Start MATERIAL SUPPLIED

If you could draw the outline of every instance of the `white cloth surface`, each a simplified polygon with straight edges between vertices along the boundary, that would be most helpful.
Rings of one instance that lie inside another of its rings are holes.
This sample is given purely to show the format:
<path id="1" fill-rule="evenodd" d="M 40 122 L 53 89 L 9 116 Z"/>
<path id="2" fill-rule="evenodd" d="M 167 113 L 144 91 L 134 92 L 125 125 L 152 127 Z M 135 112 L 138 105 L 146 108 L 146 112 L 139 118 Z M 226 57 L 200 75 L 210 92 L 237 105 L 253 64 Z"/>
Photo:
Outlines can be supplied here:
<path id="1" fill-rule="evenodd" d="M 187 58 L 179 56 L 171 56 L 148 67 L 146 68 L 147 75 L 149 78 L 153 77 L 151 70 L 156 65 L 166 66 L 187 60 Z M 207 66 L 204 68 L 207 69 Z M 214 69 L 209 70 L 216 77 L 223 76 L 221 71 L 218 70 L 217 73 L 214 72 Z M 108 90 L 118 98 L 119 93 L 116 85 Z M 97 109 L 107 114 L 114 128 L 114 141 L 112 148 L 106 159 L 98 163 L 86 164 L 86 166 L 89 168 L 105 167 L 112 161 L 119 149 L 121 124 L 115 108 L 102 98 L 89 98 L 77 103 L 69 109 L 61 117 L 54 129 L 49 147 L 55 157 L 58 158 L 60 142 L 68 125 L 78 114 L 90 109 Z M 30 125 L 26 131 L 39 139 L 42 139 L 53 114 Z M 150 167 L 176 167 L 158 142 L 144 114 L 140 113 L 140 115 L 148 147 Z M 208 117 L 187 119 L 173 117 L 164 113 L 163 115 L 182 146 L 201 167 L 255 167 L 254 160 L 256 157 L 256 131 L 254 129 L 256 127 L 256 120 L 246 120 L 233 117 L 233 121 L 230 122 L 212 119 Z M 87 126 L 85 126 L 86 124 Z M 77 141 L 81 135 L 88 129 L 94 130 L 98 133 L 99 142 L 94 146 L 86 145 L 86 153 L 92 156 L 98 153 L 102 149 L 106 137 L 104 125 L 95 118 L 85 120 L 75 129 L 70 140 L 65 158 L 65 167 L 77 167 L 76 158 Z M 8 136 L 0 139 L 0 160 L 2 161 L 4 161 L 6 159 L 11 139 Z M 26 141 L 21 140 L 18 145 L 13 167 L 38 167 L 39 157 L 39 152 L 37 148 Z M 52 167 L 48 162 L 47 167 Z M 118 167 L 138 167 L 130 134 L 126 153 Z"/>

End MATERIAL SUPPLIED

» WHAT YOU NEED TO DO
Convert every line of the rows above into a Markdown table with the columns "Number" and "Line". Number the lines in order and leave out any blank lines.

» FULL SOLUTION
| Number | Line |
|---|---|
| 1 | If you could draw the outline of every instance of the `white cloth surface`, each a simplified polygon with straight edges between vertices along the boundary, that would be most helpful. |
| 2 | Rings of one instance that lie inside another of its rings are holes. |
| 3 | This sample is given purely to show the format: |
| 4 | <path id="1" fill-rule="evenodd" d="M 40 122 L 53 89 L 9 116 Z"/> |
| 5 | <path id="2" fill-rule="evenodd" d="M 167 113 L 144 91 L 134 92 L 125 125 L 152 127 Z M 135 112 L 138 105 L 146 108 L 146 112 L 139 118 Z M 226 57 L 200 75 L 210 92 L 237 105 L 253 64 Z"/> |
| 6 | Photo: |
| 7 | Outlines can be supplied here: |
| 8 | <path id="1" fill-rule="evenodd" d="M 187 58 L 179 56 L 171 56 L 148 67 L 146 68 L 147 75 L 149 78 L 153 77 L 151 70 L 156 65 L 166 66 L 187 60 Z M 207 66 L 204 68 L 207 69 Z M 214 69 L 209 70 L 216 77 L 223 76 L 221 71 L 218 70 L 217 73 L 214 72 Z M 108 90 L 118 98 L 119 93 L 116 85 Z M 97 109 L 107 114 L 114 128 L 114 141 L 112 148 L 106 159 L 98 163 L 86 164 L 86 166 L 89 168 L 105 167 L 112 161 L 119 149 L 121 124 L 115 108 L 102 98 L 89 98 L 77 103 L 69 109 L 61 117 L 54 129 L 49 147 L 55 157 L 58 158 L 60 142 L 68 125 L 78 114 L 90 109 Z M 30 125 L 26 131 L 39 139 L 42 139 L 53 114 Z M 150 167 L 176 167 L 158 142 L 144 114 L 140 113 L 140 115 L 148 147 Z M 208 117 L 187 119 L 173 117 L 164 113 L 163 115 L 182 146 L 201 167 L 255 167 L 254 160 L 256 157 L 256 131 L 254 129 L 256 127 L 256 120 L 246 120 L 233 117 L 233 121 L 230 122 L 212 119 Z M 87 126 L 85 126 L 86 124 Z M 77 141 L 81 135 L 88 129 L 94 130 L 98 133 L 99 142 L 94 146 L 86 145 L 86 153 L 92 156 L 98 153 L 102 149 L 106 137 L 104 125 L 95 118 L 85 120 L 75 129 L 70 140 L 65 158 L 65 167 L 77 167 L 76 158 Z M 8 136 L 0 139 L 0 160 L 2 161 L 4 161 L 6 159 L 11 139 Z M 26 141 L 21 140 L 18 145 L 13 167 L 38 167 L 39 157 L 39 152 L 37 148 Z M 52 167 L 48 162 L 47 167 Z M 118 167 L 138 167 L 130 134 L 126 153 Z"/> |